Give the stretch from the line containing "Each instance receives one keypoint. Mark the boulder" through the last of the lines as a numbered list, with blank lines omitted. Leave the pictures out of the answer.
================================
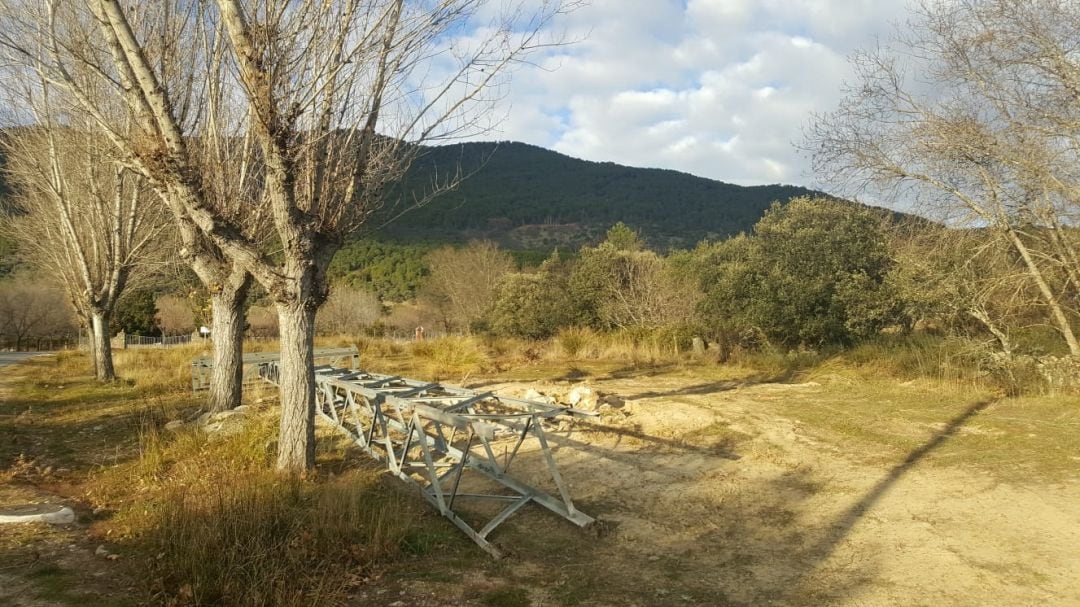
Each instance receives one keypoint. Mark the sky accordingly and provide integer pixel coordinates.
(720, 89)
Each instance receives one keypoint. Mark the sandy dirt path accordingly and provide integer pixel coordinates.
(712, 498)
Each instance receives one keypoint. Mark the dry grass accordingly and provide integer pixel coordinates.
(202, 518)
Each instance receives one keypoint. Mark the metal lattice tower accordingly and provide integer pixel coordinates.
(435, 436)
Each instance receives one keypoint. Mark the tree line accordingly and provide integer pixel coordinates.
(245, 138)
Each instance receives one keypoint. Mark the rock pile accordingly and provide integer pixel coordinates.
(580, 396)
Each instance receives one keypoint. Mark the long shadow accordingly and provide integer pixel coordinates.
(844, 524)
(713, 387)
(725, 450)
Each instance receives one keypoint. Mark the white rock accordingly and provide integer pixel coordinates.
(582, 396)
(532, 394)
(52, 513)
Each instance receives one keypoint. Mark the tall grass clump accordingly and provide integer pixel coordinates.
(261, 539)
(447, 356)
(574, 340)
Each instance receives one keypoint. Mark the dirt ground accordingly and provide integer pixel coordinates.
(709, 496)
(712, 491)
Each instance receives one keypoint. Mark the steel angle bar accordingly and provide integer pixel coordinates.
(433, 435)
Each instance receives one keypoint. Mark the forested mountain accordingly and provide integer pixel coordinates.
(528, 197)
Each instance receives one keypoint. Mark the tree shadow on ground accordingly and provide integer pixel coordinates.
(682, 529)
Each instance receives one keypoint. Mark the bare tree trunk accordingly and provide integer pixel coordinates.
(1064, 326)
(102, 347)
(227, 332)
(296, 443)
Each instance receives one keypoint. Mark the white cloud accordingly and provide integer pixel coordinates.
(715, 88)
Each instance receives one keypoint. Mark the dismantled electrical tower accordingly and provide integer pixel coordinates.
(456, 445)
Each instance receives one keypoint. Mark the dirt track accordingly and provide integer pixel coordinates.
(712, 498)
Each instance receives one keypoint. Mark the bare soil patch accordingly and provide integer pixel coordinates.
(716, 493)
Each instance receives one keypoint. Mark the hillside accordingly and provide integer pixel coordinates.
(526, 197)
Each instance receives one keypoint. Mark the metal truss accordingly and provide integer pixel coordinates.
(443, 439)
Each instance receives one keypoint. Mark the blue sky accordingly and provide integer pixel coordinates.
(715, 88)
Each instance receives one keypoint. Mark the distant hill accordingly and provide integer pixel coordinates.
(527, 197)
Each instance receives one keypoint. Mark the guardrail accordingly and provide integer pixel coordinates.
(202, 367)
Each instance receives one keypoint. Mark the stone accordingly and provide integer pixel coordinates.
(699, 346)
(52, 513)
(612, 401)
(221, 416)
(532, 394)
(583, 398)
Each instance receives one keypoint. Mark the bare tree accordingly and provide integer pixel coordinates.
(464, 281)
(31, 311)
(974, 113)
(334, 98)
(84, 220)
(175, 315)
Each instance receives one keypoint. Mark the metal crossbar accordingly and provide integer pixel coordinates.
(433, 436)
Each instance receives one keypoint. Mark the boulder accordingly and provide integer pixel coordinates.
(52, 513)
(582, 398)
(532, 394)
(612, 401)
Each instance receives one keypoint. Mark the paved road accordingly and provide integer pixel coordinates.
(11, 358)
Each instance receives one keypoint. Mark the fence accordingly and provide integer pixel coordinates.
(122, 340)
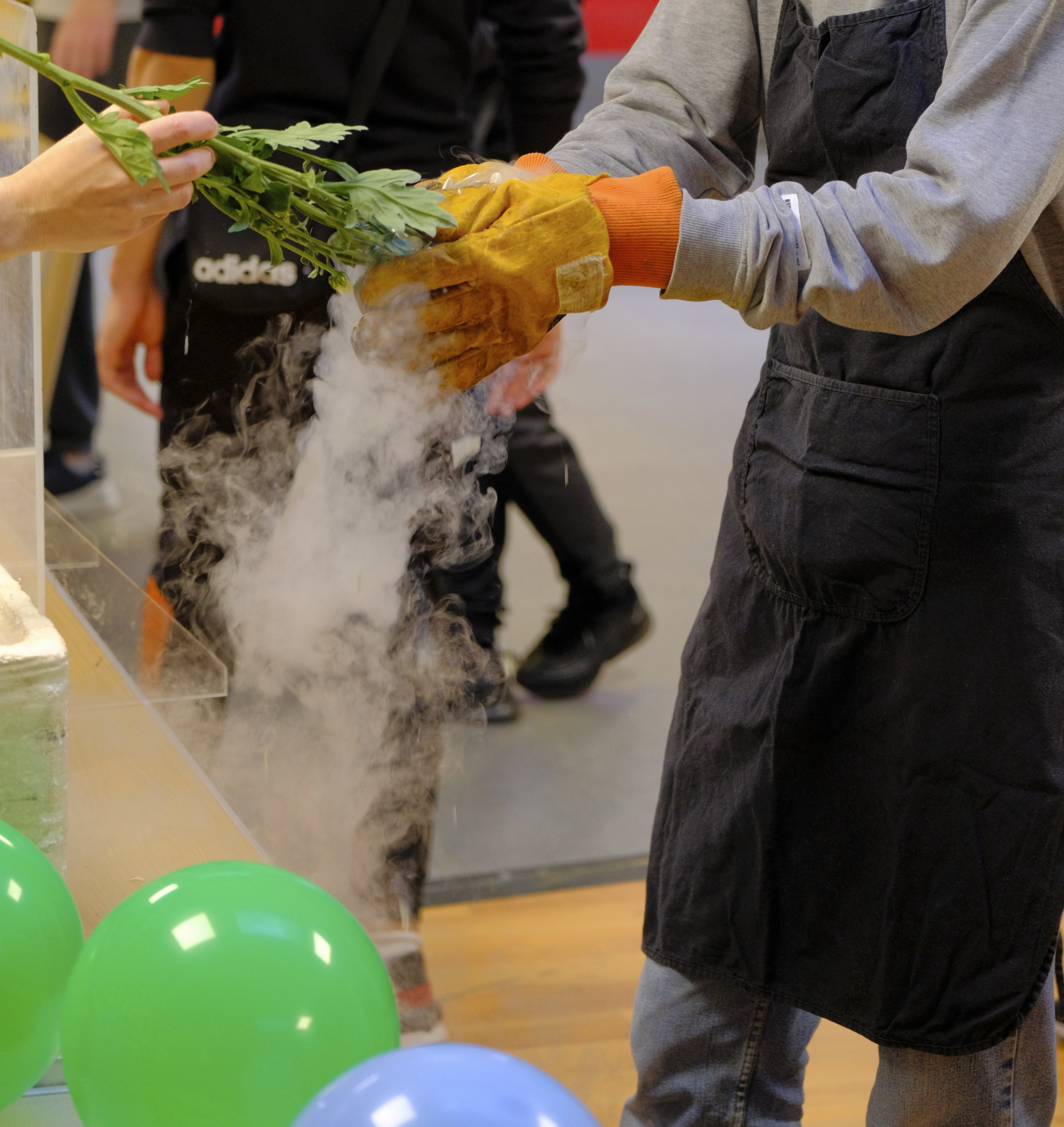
================================
▶ [Full answer]:
1. Each instance receives one keypoint. Mark the boulder accordingly and provide integer pixel coordinates.
2. (52, 513)
3. (582, 398)
4. (532, 394)
5. (612, 401)
6. Each instance receives one keypoint. Mark the paved road accordingly and provide integer pixel coordinates.
7. (11, 358)
8. Each instance receives one keypoint. Mark the fence accordingly and provide integer pixel coordinates.
9. (122, 340)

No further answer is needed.